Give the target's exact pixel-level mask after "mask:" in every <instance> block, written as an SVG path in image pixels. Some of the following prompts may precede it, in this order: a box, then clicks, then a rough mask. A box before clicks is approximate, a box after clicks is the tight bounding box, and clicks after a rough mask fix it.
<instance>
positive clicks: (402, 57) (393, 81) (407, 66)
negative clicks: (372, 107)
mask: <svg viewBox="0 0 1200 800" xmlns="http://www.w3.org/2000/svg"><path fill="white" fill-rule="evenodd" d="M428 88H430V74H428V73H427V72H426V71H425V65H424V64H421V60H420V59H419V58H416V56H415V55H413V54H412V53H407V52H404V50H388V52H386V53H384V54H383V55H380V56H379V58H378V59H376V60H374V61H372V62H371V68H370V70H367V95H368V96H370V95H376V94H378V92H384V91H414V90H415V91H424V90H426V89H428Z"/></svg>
################
§ PROBLEM TO SOLVE: Starting at the top of the listing above, repeat every line exactly until the line that contains "positive clicks: (402, 57)" has been repeated too.

§ EXERCISE SOLUTION:
Give the target's exact pixel-level mask after "mask:" in every <instance> block, written as an SVG path in image pixels. Some of the following prompts may precede it, in this order: a box, then clicks, then a rough mask. A box before clicks is approximate, a box after clicks is the tight bounding box, and clicks after a rough mask fix it.
<instance>
positive clicks: (402, 57) (393, 81) (407, 66)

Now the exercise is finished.